## TASK BRIEF
Can you copy the data below word for word, starting at the beginning of the data and ending at the line containing "x=184, y=158", with both ends included and the pictures left out?

□ □ □ □ □

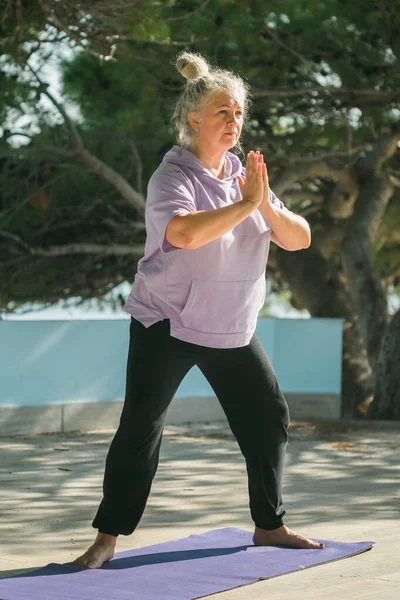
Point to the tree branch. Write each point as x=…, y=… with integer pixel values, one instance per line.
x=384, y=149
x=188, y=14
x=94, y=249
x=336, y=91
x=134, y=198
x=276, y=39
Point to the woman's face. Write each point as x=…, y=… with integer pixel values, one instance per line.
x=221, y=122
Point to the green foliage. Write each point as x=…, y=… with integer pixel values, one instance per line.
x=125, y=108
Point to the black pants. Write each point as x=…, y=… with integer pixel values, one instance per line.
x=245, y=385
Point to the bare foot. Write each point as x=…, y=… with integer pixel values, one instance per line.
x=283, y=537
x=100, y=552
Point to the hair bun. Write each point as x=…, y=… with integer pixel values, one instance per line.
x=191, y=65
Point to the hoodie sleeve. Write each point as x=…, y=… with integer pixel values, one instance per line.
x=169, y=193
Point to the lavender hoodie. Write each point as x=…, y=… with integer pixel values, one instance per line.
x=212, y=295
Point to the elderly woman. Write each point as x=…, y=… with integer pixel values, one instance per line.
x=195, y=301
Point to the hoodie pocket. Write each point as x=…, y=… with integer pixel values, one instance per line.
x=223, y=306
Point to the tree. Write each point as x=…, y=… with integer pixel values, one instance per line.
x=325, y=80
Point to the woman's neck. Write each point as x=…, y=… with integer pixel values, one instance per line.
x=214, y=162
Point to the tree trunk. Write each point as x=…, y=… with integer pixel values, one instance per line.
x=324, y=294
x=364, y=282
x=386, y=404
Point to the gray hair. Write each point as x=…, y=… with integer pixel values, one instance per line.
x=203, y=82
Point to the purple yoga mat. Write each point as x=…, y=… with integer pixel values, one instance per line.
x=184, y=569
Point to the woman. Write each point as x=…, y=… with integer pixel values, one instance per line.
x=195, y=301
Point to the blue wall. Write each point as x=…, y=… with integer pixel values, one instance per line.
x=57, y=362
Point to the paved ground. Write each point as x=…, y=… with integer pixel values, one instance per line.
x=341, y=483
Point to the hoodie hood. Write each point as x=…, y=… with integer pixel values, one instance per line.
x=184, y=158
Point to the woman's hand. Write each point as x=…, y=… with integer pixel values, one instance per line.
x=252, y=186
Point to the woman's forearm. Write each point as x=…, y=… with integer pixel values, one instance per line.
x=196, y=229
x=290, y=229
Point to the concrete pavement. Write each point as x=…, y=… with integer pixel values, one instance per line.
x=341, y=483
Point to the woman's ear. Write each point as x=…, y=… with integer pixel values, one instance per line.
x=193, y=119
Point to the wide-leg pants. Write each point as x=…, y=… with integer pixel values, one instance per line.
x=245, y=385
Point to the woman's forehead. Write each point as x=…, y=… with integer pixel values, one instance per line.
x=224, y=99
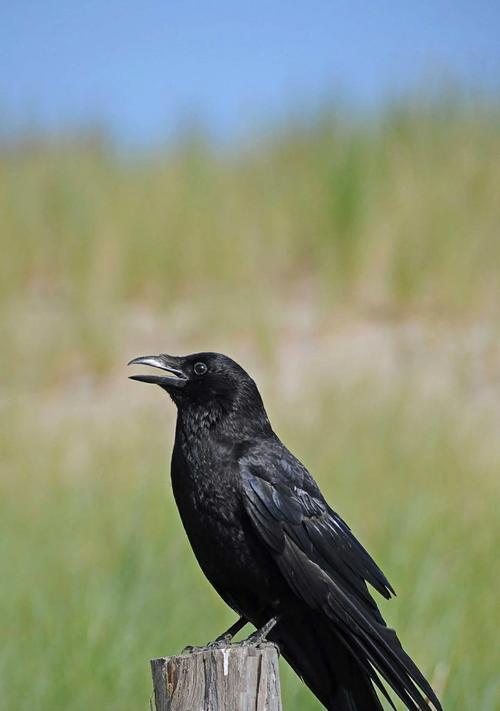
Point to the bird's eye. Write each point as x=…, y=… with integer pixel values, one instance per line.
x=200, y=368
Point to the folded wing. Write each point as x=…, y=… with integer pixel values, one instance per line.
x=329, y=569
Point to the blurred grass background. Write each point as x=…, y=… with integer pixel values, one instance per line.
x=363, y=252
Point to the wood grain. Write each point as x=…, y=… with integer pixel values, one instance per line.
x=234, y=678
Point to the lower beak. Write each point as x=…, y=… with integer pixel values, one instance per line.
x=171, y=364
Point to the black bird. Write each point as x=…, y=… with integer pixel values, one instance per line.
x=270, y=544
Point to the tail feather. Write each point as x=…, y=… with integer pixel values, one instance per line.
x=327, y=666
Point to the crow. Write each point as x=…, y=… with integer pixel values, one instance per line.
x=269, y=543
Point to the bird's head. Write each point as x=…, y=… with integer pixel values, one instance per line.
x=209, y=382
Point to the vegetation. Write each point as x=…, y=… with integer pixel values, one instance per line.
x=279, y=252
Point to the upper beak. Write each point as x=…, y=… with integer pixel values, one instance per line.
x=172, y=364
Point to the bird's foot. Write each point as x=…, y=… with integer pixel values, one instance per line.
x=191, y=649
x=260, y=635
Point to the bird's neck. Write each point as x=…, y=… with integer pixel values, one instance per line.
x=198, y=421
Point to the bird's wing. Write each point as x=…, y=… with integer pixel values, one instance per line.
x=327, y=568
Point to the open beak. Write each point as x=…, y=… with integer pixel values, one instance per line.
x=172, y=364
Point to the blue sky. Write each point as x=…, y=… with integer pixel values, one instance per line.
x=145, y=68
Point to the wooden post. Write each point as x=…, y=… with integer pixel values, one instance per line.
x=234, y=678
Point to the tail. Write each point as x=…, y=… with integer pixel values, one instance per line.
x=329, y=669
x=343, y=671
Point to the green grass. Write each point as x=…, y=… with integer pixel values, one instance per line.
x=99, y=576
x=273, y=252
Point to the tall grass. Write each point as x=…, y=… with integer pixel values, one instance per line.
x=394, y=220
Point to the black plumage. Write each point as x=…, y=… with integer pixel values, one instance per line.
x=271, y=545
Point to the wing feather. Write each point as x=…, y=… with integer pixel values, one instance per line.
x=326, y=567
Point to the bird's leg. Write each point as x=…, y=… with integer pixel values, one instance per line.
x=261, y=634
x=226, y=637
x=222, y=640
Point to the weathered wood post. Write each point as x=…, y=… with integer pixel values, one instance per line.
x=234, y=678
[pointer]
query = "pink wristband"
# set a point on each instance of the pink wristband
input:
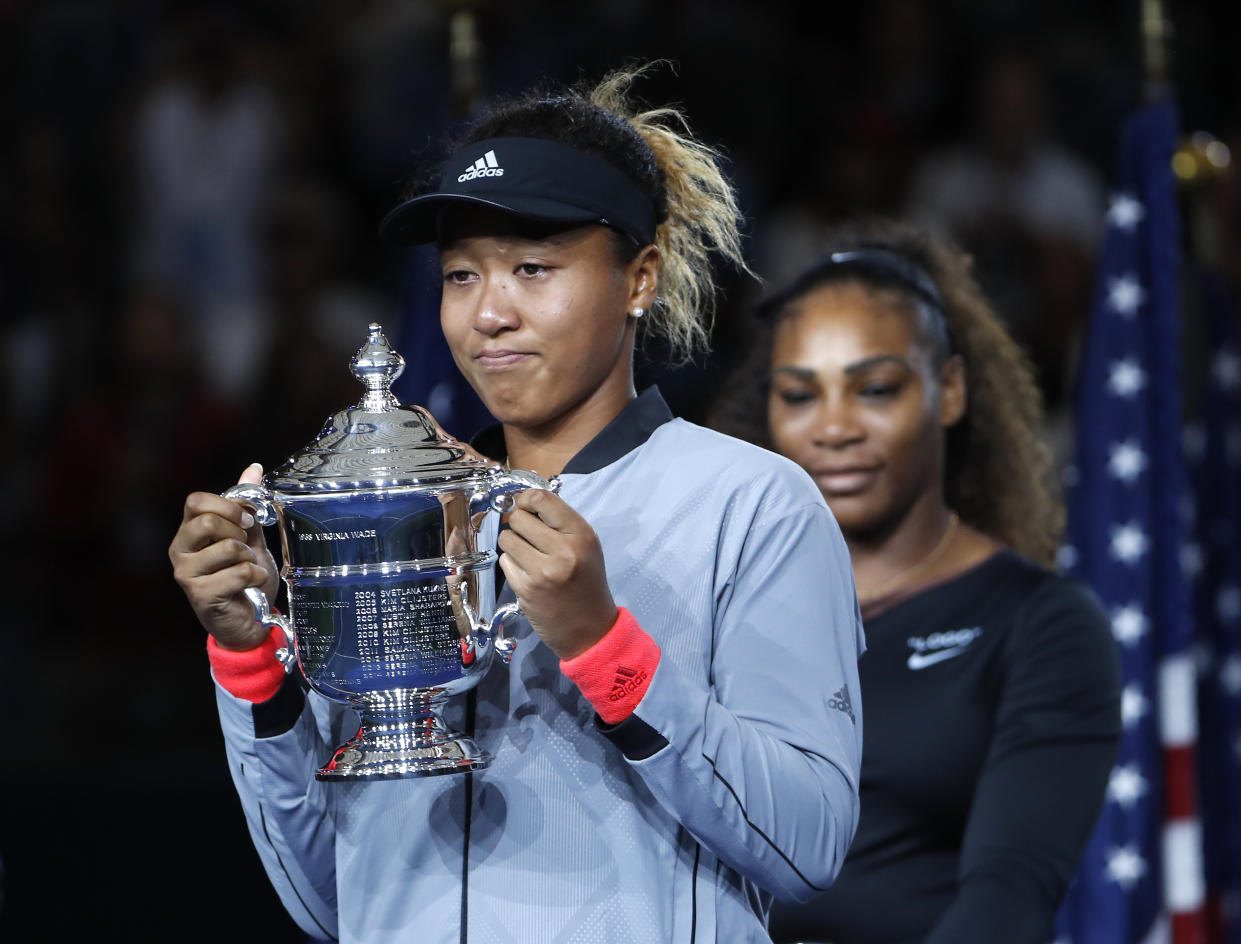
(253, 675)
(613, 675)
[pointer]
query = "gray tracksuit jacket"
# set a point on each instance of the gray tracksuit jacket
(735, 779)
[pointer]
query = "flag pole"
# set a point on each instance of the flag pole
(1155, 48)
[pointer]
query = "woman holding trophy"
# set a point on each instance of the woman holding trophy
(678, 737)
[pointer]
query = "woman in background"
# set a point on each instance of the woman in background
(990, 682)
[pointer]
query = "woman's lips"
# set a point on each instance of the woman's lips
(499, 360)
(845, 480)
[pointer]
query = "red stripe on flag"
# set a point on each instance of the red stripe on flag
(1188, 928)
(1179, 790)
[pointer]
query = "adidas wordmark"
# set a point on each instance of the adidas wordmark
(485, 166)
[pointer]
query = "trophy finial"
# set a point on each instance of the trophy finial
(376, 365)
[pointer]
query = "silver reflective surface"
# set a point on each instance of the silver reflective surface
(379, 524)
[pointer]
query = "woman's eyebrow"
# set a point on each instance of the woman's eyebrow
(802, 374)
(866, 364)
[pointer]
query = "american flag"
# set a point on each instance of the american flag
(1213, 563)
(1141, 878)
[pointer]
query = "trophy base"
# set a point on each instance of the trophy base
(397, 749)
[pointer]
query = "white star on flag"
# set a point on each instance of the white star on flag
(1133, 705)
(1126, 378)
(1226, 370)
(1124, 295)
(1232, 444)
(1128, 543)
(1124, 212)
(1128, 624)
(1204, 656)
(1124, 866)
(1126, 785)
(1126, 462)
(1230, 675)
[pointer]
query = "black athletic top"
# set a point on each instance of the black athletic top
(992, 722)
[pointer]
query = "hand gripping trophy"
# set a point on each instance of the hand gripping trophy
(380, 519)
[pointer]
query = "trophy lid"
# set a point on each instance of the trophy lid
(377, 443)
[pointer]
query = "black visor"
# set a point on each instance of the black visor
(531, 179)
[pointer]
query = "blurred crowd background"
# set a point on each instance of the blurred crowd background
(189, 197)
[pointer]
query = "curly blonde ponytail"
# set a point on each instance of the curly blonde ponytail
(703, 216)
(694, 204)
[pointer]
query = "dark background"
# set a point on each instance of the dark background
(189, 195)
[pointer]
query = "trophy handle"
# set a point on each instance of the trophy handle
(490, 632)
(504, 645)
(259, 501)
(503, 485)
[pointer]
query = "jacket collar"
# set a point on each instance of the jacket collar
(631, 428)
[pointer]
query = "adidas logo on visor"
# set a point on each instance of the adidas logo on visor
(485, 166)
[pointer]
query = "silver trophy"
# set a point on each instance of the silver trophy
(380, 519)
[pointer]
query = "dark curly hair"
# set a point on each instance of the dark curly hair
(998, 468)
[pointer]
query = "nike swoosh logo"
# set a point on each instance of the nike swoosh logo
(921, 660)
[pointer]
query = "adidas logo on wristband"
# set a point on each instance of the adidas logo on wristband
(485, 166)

□ □ □ □ □

## COMPLETE OUTPUT
Point to the tree branch. Write each point as x=…, y=… with integer pixel values, one instance per line.
x=384, y=149
x=188, y=14
x=94, y=249
x=336, y=91
x=134, y=198
x=276, y=39
Point to the woman's face. Write each point as x=…, y=… with integer pixel values, one instance per line.
x=221, y=122
Point to the green foliage. Write each point as x=…, y=… with integer pixel values, one instance per line.
x=125, y=108
Point to the black pants. Write each point as x=…, y=… with integer pixel values, one instance per line.
x=245, y=385
Point to the bare foot. Write each point as x=…, y=… with integer pixel values, one instance per line.
x=283, y=537
x=100, y=552
Point to the hair bun. Write each point as x=…, y=… with integer pixel values, one instance per line.
x=191, y=65
Point to the hoodie sleeve. Write each point as x=…, y=… with integer pixel values, one instance per line.
x=169, y=193
Point to the lavender hoodie. Write each point as x=…, y=… with integer pixel values, one instance per line.
x=212, y=295
Point to the elderly woman. Write each point as x=…, y=… with integer pixel values, one instance per line.
x=195, y=301
Point to the hoodie pocket. Write each point as x=…, y=… with integer pixel values, one instance per line.
x=223, y=306
Point to the tree. Write each point as x=…, y=… with integer pixel values, one instance per line.
x=325, y=80
Point to the woman's neck. Write each point as x=…, y=… with integer pixel values, one instance per line.
x=214, y=162
Point to the tree trunk. Write each point as x=…, y=… with integer pixel values, one instance per line.
x=324, y=294
x=364, y=282
x=386, y=404
Point to the gray hair. Write each point as x=…, y=… with integer pixel values, one instance per line.
x=203, y=82
Point to the purple yoga mat. Write each point as x=…, y=… with integer pixel values, one instance per line.
x=184, y=569
Point to the woman. Write each point as x=…, y=… with integer pixel values, one instance per line.
x=195, y=301
Point to the blue wall. Write each point as x=…, y=… with integer pixel values, one instance per line.
x=57, y=362
Point to the paved ground. Write each point as x=…, y=… with integer pixel values, one instance per line.
x=341, y=483
Point to the hoodie hood. Write each point as x=…, y=… with integer pixel values, one instance per line.
x=184, y=158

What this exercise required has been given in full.